Now that our cleaning process is complete, it may help to define exactly what each of our features represents:
- title: The title of the post
- score: The raw number of upvotes that this post received
- subreddit: The subreddit this post was made on
- num_comments: The number of comments made on this post
- body: The text written in the post's body, if any
- upvote_ratio: The percentage of upvotes to total votes (upvotes + downvotes) on the post.
- post_type: Whether this post came from our top (1) or controversial (0) dataset.
- len_title: The number of characters in the post's title
- title_question: Whether or not the post's title contains the '?' character.
- title_sentiment and title_subjectivity: Sentiment and subjectivity ratings of the title, as given by TextBlob (https://textblob.readthedocs.io/en/dev/quickstart.html#sentiment-analysis).
- len_body: Number of characters in the post's body text
- is_oc: 1 if the post is an original text post, 0 otherwise (i.e. it links to an external website with no body text)
- is_nsfw: 1 if the post is "nsfw" (inappropriate for some audiences), 0 otherwise
- is_spoiler: 1 if the post is tagged as a spoiler, 0 otherwise
Exploratory Data Analysis
Now that our data has been assembled, we'd like to take a closer look at the kinds of subreddits in each category. If you're making a post, what kind of subreddit should you post on to ensure its success?
To answer this question, let's take a look at the subreddits that most frequently broke the top 1000 posts in the last year. The following plot shows the subreddits which had at least 10 posts in the top 1000 in the last year:
# Plot subreddits that most frequently broke top 1000
subs = {}
for tableRow in dataSet.iterrows():
# Tally how many times each subreddit appears in dataset
if (tableRow[1]["post_type"] == 1): # Filter only top posts
subreddit = tableRow[1]["subreddit"]
if subreddit in subs:
subs[subreddit] = subs[subreddit] + 1
else:
subs[subreddit] = 1
top_subs = subs
# Filter out subs that broke top 1000 less than 10 times
consistent_subs = {}
for sub in subs:
if subs[sub] >= 10:
consistent_subs[sub] = subs[sub]
# Create bar chart
plt.bar(range(len(consistent_subs)), list(consistent_subs.values()), align='center')
plt.xticks(range(len(consistent_subs)), list(consistent_subs.keys()), rotation='vertical')
plt.title("Most Frequent Subreddits in Top 1000")
plt.ylabel("Number of Posts")
plt.xlabel("Subreddit Name")
plt.show()
As expected, all of these are large, popular subreddits. All of them (except r/Showerthoughts) primarily post links to external sites, like images, gifs, or videos. More notably, all of them have broad, generic themes, implying our previous hypothesis that more specific subreddits were more controversial had some merit. Next, then, let's plot the subreddits that broke the most controversial 1000 at least 10 times:
# Plot subreddits that most frequently broke controversial 1000
subs = {}
for tableRow in dataSet.iterrows():
# Tally how many times each subreddit appears in dataset
if (tableRow[1]["post_type"] == 0): # Filter only controversial posts
subreddit = tableRow[1]["subreddit"]
if subreddit in subs:
subs[subreddit] = subs[subreddit] + 1
else:
subs[subreddit] = 1
cont_subs = subs
# Filter out subs that broke controversial 1000 less than 10 times
consistent_subs = {}
for sub in subs:
if subs[sub] >= 10:
consistent_subs[sub] = subs[sub]
# Create bar chart
plt.bar(range(len(consistent_subs)), list(consistent_subs.values()), align='center')

> MATERIAL:

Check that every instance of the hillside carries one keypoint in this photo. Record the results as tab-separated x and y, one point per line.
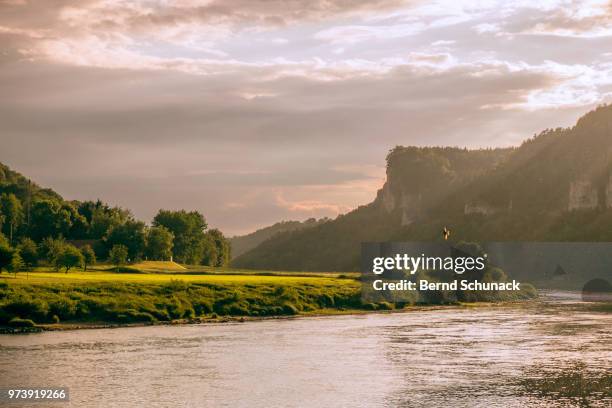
23	188
556	186
244	243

> WORK TO DO:
Could you carry the Reddit post analysis forward from the point where it stops? These lines have no connection to the Reddit post analysis.

> THE OUTPUT:
plt.xticks(range(len(consistent_subs)), list(consistent_subs.keys()), rotation='vertical')
plt.title("Most Frequent Subreddits in Controversial 1000")
plt.ylabel("Number of Posts")
plt.xlabel("Subreddit Name")
plt.show()
As expected, there's a heavy presence of political subreddits like r/Sino, r/politics, r/Conservative, and r/Libertarian, as well as a popular entertainment subreddit (r/leagueoflegends). Unfortunately, it looks like there's some overlap with our top 1000 subreddits; r/IAmA and r/videos are popular subreddits, so subscriber count may be a poor predictor. As a follow-up, let's try this: what percentage of subreddits appear in either the top 1000 or the controversial 1000, but not both?
# Count how many subreddits appear in either top or controversial, not both
unique_subs = {}
subs_count = len(top_subs)
for key in top_subs:
if key not in cont_subs:
unique_subs[key] = top_subs[key]
for key in cont_subs:
if key not in top_subs:
subs_count = subs_count + 1
unique_subs[key] = cont_subs[key]
len(unique_subs)/subs_count
Aha! This is good; 92% of our subreddits are unique to either the top or controversial lists, so only 8% of subreddits appear on both. Even though subscriber count isn't a good metric, then, it looks like subreddit still is! We'll expect our machine learning models to count subreddit as an important feature, and they should perform decently well.
Hot or Not?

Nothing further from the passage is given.